(Required task) Rewrite each of the rows below, replacing "one line-long bracketed list" with "a single bracketed list" and leaving everything else unchanged.

(Records to process)
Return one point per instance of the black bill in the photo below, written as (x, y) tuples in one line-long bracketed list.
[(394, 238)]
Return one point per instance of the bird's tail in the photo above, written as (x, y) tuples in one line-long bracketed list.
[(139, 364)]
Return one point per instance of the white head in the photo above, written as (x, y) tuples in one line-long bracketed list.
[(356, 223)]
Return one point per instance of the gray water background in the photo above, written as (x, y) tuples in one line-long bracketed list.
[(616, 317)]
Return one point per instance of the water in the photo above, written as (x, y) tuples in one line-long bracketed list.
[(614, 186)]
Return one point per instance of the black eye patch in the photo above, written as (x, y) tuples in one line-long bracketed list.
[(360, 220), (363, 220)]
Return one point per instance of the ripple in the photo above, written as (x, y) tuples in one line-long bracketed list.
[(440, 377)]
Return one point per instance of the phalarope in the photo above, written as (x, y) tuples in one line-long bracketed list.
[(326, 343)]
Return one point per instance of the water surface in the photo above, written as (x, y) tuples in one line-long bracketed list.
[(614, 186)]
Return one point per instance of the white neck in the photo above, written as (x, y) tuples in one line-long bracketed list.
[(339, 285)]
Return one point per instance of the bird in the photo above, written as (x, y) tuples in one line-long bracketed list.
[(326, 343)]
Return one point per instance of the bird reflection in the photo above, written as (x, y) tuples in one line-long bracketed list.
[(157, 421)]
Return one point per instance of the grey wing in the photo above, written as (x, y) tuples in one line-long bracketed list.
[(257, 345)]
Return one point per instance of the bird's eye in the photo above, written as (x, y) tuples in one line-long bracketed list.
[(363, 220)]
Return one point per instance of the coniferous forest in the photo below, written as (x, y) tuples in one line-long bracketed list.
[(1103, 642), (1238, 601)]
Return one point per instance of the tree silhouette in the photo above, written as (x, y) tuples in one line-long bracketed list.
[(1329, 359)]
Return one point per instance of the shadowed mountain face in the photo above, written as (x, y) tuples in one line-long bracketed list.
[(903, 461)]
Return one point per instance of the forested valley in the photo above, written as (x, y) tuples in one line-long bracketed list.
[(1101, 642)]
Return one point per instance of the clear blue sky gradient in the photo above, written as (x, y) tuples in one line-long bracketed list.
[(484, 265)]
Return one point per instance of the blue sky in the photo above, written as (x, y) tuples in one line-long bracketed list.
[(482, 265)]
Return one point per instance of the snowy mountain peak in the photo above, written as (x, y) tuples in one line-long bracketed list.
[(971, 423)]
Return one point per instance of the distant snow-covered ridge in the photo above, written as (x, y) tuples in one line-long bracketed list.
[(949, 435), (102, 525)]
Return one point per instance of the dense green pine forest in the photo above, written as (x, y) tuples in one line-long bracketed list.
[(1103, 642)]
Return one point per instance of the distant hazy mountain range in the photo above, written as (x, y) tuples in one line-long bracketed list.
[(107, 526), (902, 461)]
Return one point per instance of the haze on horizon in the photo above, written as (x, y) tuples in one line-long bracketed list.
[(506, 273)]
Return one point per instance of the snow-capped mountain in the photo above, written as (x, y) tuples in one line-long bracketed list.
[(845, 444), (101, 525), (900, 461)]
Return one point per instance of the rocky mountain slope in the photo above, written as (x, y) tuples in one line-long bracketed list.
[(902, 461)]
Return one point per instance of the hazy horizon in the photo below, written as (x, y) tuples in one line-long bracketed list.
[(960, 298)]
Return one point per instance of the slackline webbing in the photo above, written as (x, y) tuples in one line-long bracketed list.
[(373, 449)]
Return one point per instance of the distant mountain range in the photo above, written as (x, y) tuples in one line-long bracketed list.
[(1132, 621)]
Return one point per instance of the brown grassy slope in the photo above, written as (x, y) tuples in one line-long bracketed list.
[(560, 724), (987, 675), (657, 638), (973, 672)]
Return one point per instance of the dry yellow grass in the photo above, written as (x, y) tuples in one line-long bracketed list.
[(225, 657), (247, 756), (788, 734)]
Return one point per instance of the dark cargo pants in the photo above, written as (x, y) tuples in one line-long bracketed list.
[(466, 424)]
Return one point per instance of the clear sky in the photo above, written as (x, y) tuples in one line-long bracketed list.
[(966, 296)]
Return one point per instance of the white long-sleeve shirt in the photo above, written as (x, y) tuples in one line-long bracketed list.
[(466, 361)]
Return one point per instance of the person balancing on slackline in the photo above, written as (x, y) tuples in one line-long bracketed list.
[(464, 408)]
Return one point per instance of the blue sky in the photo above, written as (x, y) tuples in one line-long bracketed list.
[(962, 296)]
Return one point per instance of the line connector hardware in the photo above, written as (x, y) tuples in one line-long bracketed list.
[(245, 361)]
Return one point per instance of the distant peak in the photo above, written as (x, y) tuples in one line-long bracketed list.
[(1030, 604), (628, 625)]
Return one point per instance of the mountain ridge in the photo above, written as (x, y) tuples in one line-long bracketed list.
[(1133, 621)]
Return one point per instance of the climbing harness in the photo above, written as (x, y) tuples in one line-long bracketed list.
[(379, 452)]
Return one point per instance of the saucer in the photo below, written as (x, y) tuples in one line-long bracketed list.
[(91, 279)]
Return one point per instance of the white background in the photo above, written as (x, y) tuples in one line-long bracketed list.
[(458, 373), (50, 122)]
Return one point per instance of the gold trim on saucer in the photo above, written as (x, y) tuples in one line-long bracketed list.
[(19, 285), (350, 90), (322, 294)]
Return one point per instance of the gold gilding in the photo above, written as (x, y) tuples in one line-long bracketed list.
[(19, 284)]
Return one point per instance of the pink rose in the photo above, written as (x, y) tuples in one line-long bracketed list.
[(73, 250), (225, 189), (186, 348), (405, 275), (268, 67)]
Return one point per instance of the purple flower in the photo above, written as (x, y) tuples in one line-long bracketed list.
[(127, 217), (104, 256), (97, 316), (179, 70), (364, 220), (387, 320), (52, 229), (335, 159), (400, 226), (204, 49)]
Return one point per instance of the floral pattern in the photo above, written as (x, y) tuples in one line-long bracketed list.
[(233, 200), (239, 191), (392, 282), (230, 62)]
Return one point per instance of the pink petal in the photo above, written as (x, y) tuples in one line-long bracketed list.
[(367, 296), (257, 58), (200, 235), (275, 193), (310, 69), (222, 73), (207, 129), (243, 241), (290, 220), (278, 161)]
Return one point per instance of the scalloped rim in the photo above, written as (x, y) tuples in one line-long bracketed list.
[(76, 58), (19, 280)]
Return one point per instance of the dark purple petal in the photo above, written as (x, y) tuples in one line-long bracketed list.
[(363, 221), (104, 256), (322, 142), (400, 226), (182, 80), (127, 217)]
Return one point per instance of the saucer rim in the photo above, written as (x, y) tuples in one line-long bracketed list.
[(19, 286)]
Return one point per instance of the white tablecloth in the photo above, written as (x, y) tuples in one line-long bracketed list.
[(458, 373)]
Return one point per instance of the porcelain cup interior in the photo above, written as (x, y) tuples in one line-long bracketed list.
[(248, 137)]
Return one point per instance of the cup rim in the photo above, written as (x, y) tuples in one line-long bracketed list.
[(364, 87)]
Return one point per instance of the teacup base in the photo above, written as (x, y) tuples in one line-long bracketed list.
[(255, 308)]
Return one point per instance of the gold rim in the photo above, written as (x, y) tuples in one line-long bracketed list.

(Result of the task)
Return one point per instance of the black bill in the photo below, written as (x, y) tuples in a single bracketed list.
[(394, 238)]
Return one point per instance of the bird's tail in the photo above, written as (x, y) tuples in a single bracketed list.
[(139, 364)]
Return one point per instance of the white head in the photo above, written as (x, y) tuples in a single bracketed list.
[(356, 223)]
Return one point per instance of the gray water background in the photo above, written as (x, y) tuples in a single bracketed list.
[(616, 317)]
Return one point per instance of the water in the photo above, written as (x, y) tuples in a single bracketed list.
[(614, 186)]
Return one point per instance of the black eye patch in the photo above, written as (x, y) tuples in a single bracketed list.
[(360, 220), (363, 220)]
Return one point per instance of the ripple in the photo above, written as (x, y) tuples in a single bracketed list.
[(440, 377)]
Return one point per instance of the phalarope in the photo above, written as (x, y) tuples in a single bracketed list.
[(326, 343)]
Return one point per instance of the water surface in the photo above, written as (x, y) tuples in a single bracketed list.
[(614, 186)]
Return one point per instance of the white neck in the photo above, written as (x, y) tuples in a single bracketed list.
[(339, 285)]
Return one point per instance of the bird in the photo above, written as (x, y) tuples in a single bracketed list.
[(326, 343)]
Return one point per instance of the bird reflection in the photo above, written as (x, y) tuples in a single bracketed list.
[(157, 421)]
Return one point per instance of the grey wing in the photo above, written as (x, y) tuples in a single bracketed list.
[(257, 345)]
Return one point per instance of the bird's eye in the photo above, written as (x, y) tuples in a single bracketed list.
[(363, 220)]
Return one point per instance of the coniferous forest in the photo below, written as (x, y) tuples in a single bracketed list.
[(1103, 642), (1238, 601)]
Return one point per instance of the tree silhouette in the photo above, written as (x, y) tuples in a single bracketed list.
[(1329, 359)]
Return one point per instance of the shadowed mountain face in the photo above, written as (x, y) tuples in a single bracketed list.
[(903, 461)]
Return one point per instance of the forested valley in the photo above, written as (x, y) tuples in a single bracketed list.
[(1101, 642)]
Return one point per instance of the clear blue sky gradient in the photo above, written as (x, y) tuples in a single bracketed list.
[(484, 265)]
Return one point per instance of the blue sky in the photo above, written as (x, y) tuples in a single bracketed list.
[(482, 265)]
Return one point per instance of the snowy mountain peak in the photo above, written as (x, y) tuples in a single bracketed list.
[(971, 423)]
Return one point per instance of the distant snow-covered ridge in the photo above, written as (x, y) tuples in a single bracketed list.
[(949, 435), (102, 525)]
Return one point per instance of the dense green pine forest in the photo above, written as (x, y) tuples in a single bracketed list.
[(1103, 642)]
Return one point per instance of the distant hazy mountain range in the photo above, written as (x, y) tuples in a single bracketed list.
[(107, 526), (902, 461)]
Return one point per instance of the haze on horizon in the photo above, written as (x, y) tuples in a single bracketed list.
[(506, 273)]
Return one point per instance of the snow-capped mountain in the photo above, written as (x, y) tuples in a single bracketed list.
[(845, 444), (101, 525), (900, 461)]
Return one point per instance of the rocky mountain slope in the photo above, written as (x, y) tuples in a single bracketed list.
[(902, 461)]
Return one point per instance of the hazy horizon in the photo below, written as (x, y) tuples in a single bracketed list.
[(960, 298)]
Return one point per instance of the slackline webbing in the photo above, written as (x, y) tuples in a single bracketed list.
[(373, 449)]
Return one point per instance of the distant mountain range in the photo above, written as (x, y) tuples in a single bracketed list.
[(1132, 621)]
Return one point per instance of the brown grassy slope in the photo above, written as (x, y) tuples in a single bracketed list.
[(560, 724), (987, 675), (657, 638), (973, 672)]
Return one point per instance of the dry yellow grass in the photo above, written as (x, y) tuples in a single bracketed list.
[(225, 657), (247, 756), (788, 734)]
Return one point per instance of the dark cargo pants in the photo above, written as (x, y) tuples in a single bracketed list.
[(466, 424)]
Return one point per instance of the clear sky in the photo above, written as (x, y) tuples in a single bracketed list.
[(966, 296)]
Return one point per instance of the white long-sleeve shirt in the photo above, written as (x, y) tuples in a single bracketed list.
[(466, 361)]
Return one point per instance of the person balancing on slackline in the photo above, written as (x, y) tuples in a single bracketed list.
[(464, 408)]
Return one point per instance of the blue sky in the photo above, written as (x, y) tuples in a single bracketed list.
[(962, 296)]
Return one point per instance of the line connector hardware in the photo above, written as (x, y) tuples in a single bracketed list.
[(245, 361)]
Return one point per instance of the distant peak in the photo above, written as (x, y) tuples in a single bracketed list.
[(1030, 604), (628, 625)]
Return one point per instance of the mountain ridge in the photo above, written as (x, y) tuples in a single bracketed list.
[(1133, 621)]
Return one point per instance of the climbing harness in the photo above, written as (x, y) tuples in a single bracketed list.
[(379, 452)]
Return one point per instance of the saucer in the photo below, written as (x, y) tuples in a single bracketed list.
[(91, 279)]
Return one point per instance of the white background in the photo above, written as (x, y) tuples in a single bracketed list.
[(458, 373), (50, 122)]
Return one point per instance of the gold trim on saucer in the photo above, written as (x, y) tuples in a single bracketed list.
[(19, 285), (350, 90), (322, 294)]
Return one point per instance of the gold gilding in the photo above, written as (x, y) tuples in a single bracketed list.
[(19, 284)]
Return one point per instance of the pink rose in the photo above, written as (x, y) tuples in a single bracketed list.
[(73, 250), (225, 189), (186, 348), (405, 275), (268, 67)]
Return one point per instance of the purple flower in the photo above, written as (x, y) tuples in a single bracketed list.
[(127, 217), (104, 256), (97, 316), (179, 70), (364, 220), (387, 320), (52, 229), (335, 159), (400, 226), (204, 49)]
Return one point per instance of the floral pattern in the photo above, written as (x, y) tuples in a single bracketed list.
[(233, 200), (239, 191), (392, 282), (230, 62)]
Return one point per instance of the pink petal in the photo above, written as (x, y) tuples in a single bracketed list.
[(367, 296), (257, 58), (200, 235), (275, 193), (310, 69), (222, 73), (207, 129), (243, 241), (290, 220), (278, 161)]
Return one point per instance of the scalloped rim in the photo above, written as (x, y) tuples in a single bracketed list.
[(76, 58), (19, 280)]
Return one point per instance of the dark purple petal in the photo above, written as (x, y) tuples in a single bracketed list.
[(363, 221), (104, 256), (322, 142), (400, 226), (182, 80), (127, 217)]
Return one point per instance of the saucer rim in the photo above, written as (x, y) tuples in a single bracketed list.
[(19, 286)]
Return one point per instance of the white tablecloth in the photo above, written as (x, y) tuples in a single bracketed list.
[(458, 373)]
Return one point per instance of the porcelain cup interior in the photo above, written as (x, y) tuples in a single bracketed list.
[(248, 137)]
Return one point per instance of the cup rim in the photo above, written as (x, y) tuples in a single bracketed list.
[(364, 87)]
Return one point per instance of the teacup base in the photo above, written as (x, y) tuples in a single bracketed list.
[(255, 308)]
Return one point per instance of the gold rim in the photo above, written as (x, y) tuples in a single bracketed list.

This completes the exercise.